§ WHAT THE TASK ASKS
Which lines below contain the string "positive", with case counting? Collect each of them and copy it out.

···

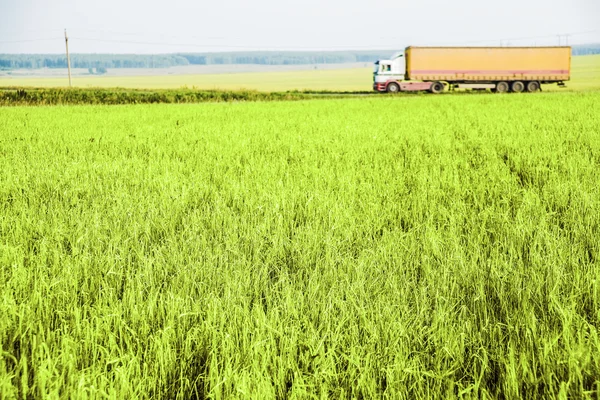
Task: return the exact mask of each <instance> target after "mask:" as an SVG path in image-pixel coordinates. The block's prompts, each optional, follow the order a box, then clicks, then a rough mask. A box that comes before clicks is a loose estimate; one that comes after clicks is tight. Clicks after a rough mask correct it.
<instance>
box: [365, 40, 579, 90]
mask: <svg viewBox="0 0 600 400" xmlns="http://www.w3.org/2000/svg"><path fill="white" fill-rule="evenodd" d="M570 75H571V47H569V46H559V47H415V46H410V47H407V48H406V49H405V50H404V52H400V53H396V54H395V55H393V56H392V58H391V59H390V60H378V61H376V62H375V68H374V72H373V90H375V91H378V92H388V93H397V92H408V91H428V92H431V93H441V92H443V91H449V90H454V89H474V90H492V91H493V92H496V93H506V92H525V91H526V92H536V91H538V90H541V85H542V84H548V83H557V84H558V85H559V86H564V82H565V81H568V80H569V79H570Z"/></svg>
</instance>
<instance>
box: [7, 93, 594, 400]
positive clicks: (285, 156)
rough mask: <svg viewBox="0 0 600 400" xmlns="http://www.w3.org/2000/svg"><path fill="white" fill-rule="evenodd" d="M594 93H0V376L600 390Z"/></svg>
mask: <svg viewBox="0 0 600 400" xmlns="http://www.w3.org/2000/svg"><path fill="white" fill-rule="evenodd" d="M599 116H600V92H597V91H590V92H582V93H575V92H573V93H536V94H522V95H520V94H514V95H506V96H500V95H492V94H489V95H485V94H484V95H476V96H413V97H398V98H393V97H378V98H364V99H341V100H318V101H297V102H266V103H260V102H257V103H254V102H247V103H219V104H208V103H206V104H194V105H164V104H163V105H137V106H136V105H133V106H71V107H64V106H57V107H10V108H0V279H1V281H2V286H0V315H1V316H2V317H1V318H0V340H1V342H2V352H1V353H0V354H1V355H0V393H1V394H2V395H1V396H0V397H2V398H4V399H12V398H56V399H57V398H90V399H96V398H131V399H134V398H136V399H137V398H157V399H160V398H165V399H171V398H181V399H191V398H214V399H225V398H240V399H249V398H254V399H257V398H298V399H306V398H322V399H325V398H327V399H329V398H331V399H334V398H335V399H337V398H364V399H371V398H389V399H419V398H440V399H448V398H506V399H517V398H532V399H533V398H564V399H566V398H594V399H597V398H599V397H600V336H599V333H598V330H599V329H600V265H599V260H600V240H599V237H600V179H598V171H599V168H600V117H599Z"/></svg>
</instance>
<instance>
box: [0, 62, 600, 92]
mask: <svg viewBox="0 0 600 400" xmlns="http://www.w3.org/2000/svg"><path fill="white" fill-rule="evenodd" d="M67 85H68V80H67V78H66V76H65V77H64V78H3V79H2V78H0V87H2V86H4V87H6V86H12V87H15V86H20V87H65V86H67ZM73 85H74V86H75V87H80V88H90V87H104V88H114V87H123V88H137V89H144V88H149V89H177V88H181V87H188V88H196V89H201V90H225V91H231V90H259V91H264V92H281V91H288V90H331V91H365V90H367V91H368V90H371V88H372V85H373V70H372V68H370V67H369V68H356V69H341V70H310V71H292V72H288V71H286V72H256V73H239V74H201V75H163V76H123V77H111V76H104V77H98V76H90V77H77V78H73ZM567 86H568V89H566V90H584V89H600V55H593V56H578V57H573V59H572V80H571V81H570V82H568V83H567ZM544 90H558V89H557V87H556V85H546V86H545V87H544ZM560 90H563V91H564V90H565V89H560Z"/></svg>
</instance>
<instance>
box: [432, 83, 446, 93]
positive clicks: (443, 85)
mask: <svg viewBox="0 0 600 400" xmlns="http://www.w3.org/2000/svg"><path fill="white" fill-rule="evenodd" d="M429 90H430V91H431V93H435V94H438V93H442V92H443V91H444V84H443V83H442V82H433V83H432V84H431V87H430V88H429Z"/></svg>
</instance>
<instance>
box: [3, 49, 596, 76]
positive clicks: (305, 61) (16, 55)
mask: <svg viewBox="0 0 600 400" xmlns="http://www.w3.org/2000/svg"><path fill="white" fill-rule="evenodd" d="M394 52H395V51H394V50H377V51H321V52H316V51H304V52H292V51H281V52H228V53H175V54H72V55H71V67H72V68H86V69H88V70H89V69H90V68H92V69H95V70H96V71H103V70H106V69H110V68H165V67H174V66H179V65H215V64H216V65H219V64H259V65H297V64H342V63H352V62H365V63H367V62H368V63H371V62H374V61H376V60H378V59H381V58H387V57H390V55H391V54H392V53H394ZM589 54H600V44H596V45H575V46H573V55H576V56H577V55H589ZM66 67H67V58H66V57H65V56H64V55H60V54H0V69H34V68H66Z"/></svg>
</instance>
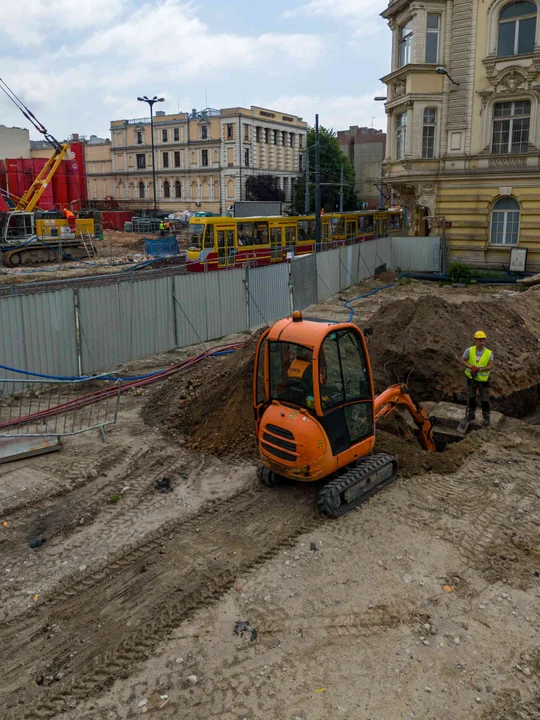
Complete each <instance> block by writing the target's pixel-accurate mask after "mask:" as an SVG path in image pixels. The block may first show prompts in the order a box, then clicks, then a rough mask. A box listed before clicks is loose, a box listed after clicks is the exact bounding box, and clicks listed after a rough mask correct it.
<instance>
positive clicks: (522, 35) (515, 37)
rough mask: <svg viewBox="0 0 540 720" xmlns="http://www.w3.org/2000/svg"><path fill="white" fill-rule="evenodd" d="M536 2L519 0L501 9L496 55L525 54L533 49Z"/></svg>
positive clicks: (515, 54)
mask: <svg viewBox="0 0 540 720" xmlns="http://www.w3.org/2000/svg"><path fill="white" fill-rule="evenodd" d="M535 35H536V3H534V2H530V1H529V0H520V1H519V2H515V3H511V4H510V5H507V6H506V7H504V8H503V9H502V10H501V13H500V15H499V42H498V45H497V57H508V56H510V55H525V54H526V53H532V52H533V50H534V38H535Z"/></svg>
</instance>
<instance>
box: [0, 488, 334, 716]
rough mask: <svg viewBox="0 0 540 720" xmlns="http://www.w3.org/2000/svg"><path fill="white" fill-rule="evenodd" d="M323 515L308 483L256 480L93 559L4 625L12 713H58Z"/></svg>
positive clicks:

···

§ REPLY
positive clicks: (285, 156)
positive clicks: (443, 85)
positive clicks: (305, 61) (16, 55)
positive clicks: (522, 35) (515, 37)
positive clicks: (515, 54)
positive clicks:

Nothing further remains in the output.